WHAT TO DO: Both the line containing "Question. Place a dot on every instance of the dead" and the last line of the listing are included: write out exactly the lines from one to the other.

Position identification records:

*-*-*

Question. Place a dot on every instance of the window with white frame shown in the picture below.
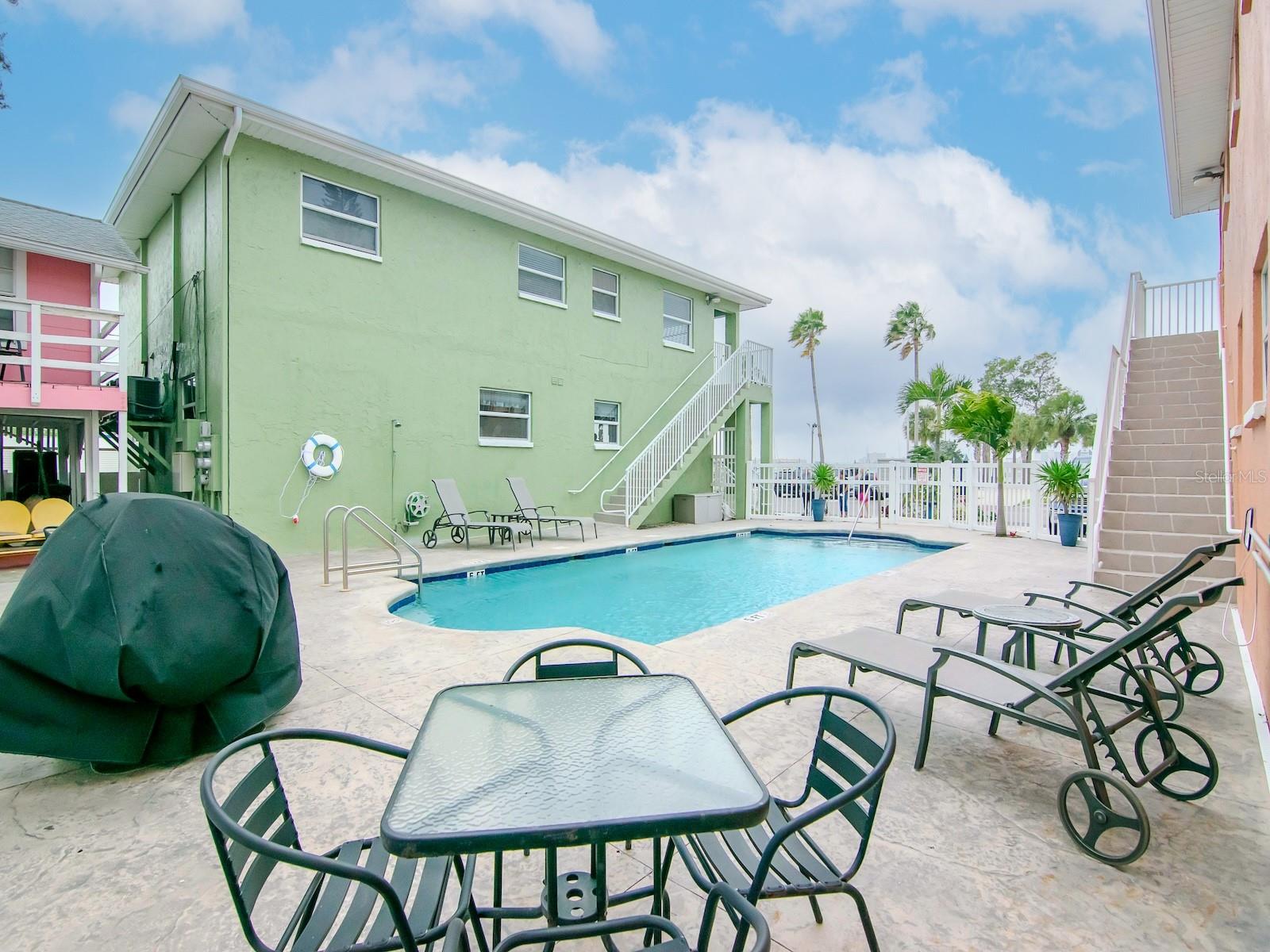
(603, 294)
(540, 274)
(338, 217)
(676, 321)
(8, 286)
(609, 416)
(505, 418)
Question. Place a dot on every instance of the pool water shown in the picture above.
(657, 594)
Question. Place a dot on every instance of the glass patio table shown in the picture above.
(582, 762)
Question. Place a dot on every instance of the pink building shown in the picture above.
(61, 403)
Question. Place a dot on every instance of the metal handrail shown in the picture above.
(355, 512)
(719, 353)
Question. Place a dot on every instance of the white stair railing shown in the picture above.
(749, 365)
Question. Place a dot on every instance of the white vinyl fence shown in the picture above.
(958, 495)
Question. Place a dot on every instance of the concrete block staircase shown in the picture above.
(654, 473)
(1165, 490)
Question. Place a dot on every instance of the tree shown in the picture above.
(806, 333)
(1068, 420)
(908, 332)
(1029, 384)
(1029, 435)
(6, 67)
(987, 418)
(940, 391)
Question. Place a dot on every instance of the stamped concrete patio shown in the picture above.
(968, 854)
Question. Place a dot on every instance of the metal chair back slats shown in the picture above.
(362, 904)
(552, 670)
(329, 901)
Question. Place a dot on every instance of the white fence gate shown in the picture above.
(956, 495)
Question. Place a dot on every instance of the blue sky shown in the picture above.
(1000, 163)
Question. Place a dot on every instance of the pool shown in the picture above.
(658, 592)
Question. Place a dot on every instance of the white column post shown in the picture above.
(35, 353)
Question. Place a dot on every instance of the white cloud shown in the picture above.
(745, 194)
(1089, 97)
(568, 27)
(826, 18)
(178, 21)
(901, 108)
(1106, 167)
(133, 112)
(1109, 19)
(493, 139)
(376, 86)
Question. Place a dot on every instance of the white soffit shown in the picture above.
(1193, 44)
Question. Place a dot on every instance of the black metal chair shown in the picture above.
(606, 668)
(779, 860)
(734, 903)
(359, 898)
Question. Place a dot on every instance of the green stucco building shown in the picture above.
(302, 282)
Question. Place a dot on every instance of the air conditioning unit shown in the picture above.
(148, 400)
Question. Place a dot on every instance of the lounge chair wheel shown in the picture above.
(1168, 692)
(1191, 774)
(1200, 673)
(1102, 812)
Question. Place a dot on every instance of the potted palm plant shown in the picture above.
(1064, 482)
(823, 482)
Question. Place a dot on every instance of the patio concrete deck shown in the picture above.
(968, 854)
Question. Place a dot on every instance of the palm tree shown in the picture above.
(908, 332)
(940, 391)
(806, 333)
(987, 418)
(1029, 435)
(1068, 420)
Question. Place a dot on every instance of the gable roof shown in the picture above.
(33, 228)
(194, 117)
(1193, 46)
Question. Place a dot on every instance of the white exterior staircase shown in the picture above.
(656, 470)
(1164, 450)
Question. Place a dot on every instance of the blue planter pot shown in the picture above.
(1070, 527)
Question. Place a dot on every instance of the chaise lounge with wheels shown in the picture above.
(1191, 663)
(456, 517)
(1170, 757)
(539, 514)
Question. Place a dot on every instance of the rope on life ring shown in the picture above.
(319, 465)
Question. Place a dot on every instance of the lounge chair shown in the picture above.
(457, 518)
(533, 513)
(48, 514)
(1011, 691)
(14, 524)
(1191, 663)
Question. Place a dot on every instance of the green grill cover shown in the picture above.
(149, 628)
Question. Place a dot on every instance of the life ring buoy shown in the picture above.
(309, 456)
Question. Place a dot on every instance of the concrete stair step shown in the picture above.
(1212, 454)
(1212, 524)
(1172, 505)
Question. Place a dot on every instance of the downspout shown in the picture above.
(224, 443)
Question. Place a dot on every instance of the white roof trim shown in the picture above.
(1191, 42)
(194, 116)
(70, 254)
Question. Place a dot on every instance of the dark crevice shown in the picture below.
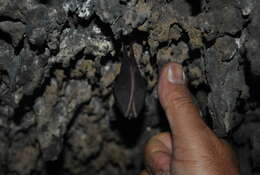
(196, 7)
(6, 37)
(7, 18)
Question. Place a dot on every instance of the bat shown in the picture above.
(129, 86)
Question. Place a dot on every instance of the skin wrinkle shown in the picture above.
(194, 149)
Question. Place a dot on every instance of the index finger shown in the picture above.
(184, 118)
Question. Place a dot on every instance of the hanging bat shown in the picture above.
(130, 86)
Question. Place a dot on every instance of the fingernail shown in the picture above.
(176, 74)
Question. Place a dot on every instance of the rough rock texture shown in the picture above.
(59, 59)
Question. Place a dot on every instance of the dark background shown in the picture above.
(59, 59)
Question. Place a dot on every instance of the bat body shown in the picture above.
(130, 86)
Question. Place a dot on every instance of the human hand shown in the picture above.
(191, 148)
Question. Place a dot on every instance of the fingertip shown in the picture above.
(144, 172)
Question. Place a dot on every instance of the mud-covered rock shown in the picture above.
(59, 60)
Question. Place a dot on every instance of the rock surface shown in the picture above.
(59, 59)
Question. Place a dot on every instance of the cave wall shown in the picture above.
(59, 60)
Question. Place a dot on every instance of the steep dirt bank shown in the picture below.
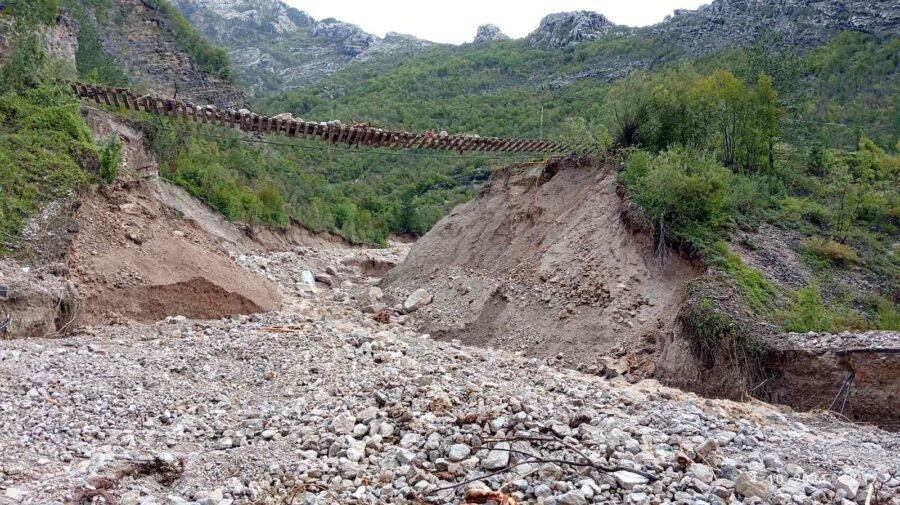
(135, 259)
(541, 262)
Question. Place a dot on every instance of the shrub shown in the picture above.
(807, 311)
(583, 139)
(110, 158)
(837, 253)
(684, 193)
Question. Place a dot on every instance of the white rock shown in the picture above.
(459, 452)
(628, 480)
(497, 458)
(420, 298)
(16, 494)
(702, 473)
(849, 485)
(343, 423)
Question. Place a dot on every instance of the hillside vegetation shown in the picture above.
(46, 148)
(722, 143)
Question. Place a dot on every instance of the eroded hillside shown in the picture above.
(540, 261)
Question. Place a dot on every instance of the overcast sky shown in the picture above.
(456, 21)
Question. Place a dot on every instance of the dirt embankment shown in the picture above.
(134, 259)
(541, 262)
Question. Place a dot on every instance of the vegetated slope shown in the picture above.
(541, 262)
(275, 46)
(49, 147)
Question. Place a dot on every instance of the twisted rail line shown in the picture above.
(331, 132)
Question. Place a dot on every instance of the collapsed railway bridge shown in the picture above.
(332, 132)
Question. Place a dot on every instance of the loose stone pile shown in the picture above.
(331, 407)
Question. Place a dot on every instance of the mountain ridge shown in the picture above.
(276, 46)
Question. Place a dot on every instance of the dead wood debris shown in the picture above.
(166, 472)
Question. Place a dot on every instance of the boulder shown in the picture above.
(419, 299)
(489, 33)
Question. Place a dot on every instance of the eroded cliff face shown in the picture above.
(541, 263)
(854, 374)
(60, 39)
(142, 39)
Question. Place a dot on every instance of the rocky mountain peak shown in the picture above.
(565, 29)
(351, 39)
(247, 16)
(723, 24)
(489, 32)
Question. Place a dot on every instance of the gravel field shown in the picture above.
(319, 403)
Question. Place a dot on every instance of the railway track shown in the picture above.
(332, 132)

*-*-*

SOLUTION FOR THIS EXERCISE:
Question. Place a dot on every instance of the dead wood debris shown in the picture above.
(166, 472)
Question. Place a dot on every instance of the boulder shown in the picture above.
(419, 299)
(489, 33)
Question. Place a dot on every instance of the eroded cliff face shown in the picture above.
(541, 263)
(854, 374)
(60, 39)
(142, 39)
Question. Place a dot on every instance of the rocky mountain peak shown in the picture above.
(565, 29)
(351, 39)
(247, 16)
(723, 24)
(489, 32)
Question. Place a dot on every instance of the gravel field shown in the picture above.
(319, 403)
Question. Place a dot on every instance of the railway track shown in the picture above.
(332, 132)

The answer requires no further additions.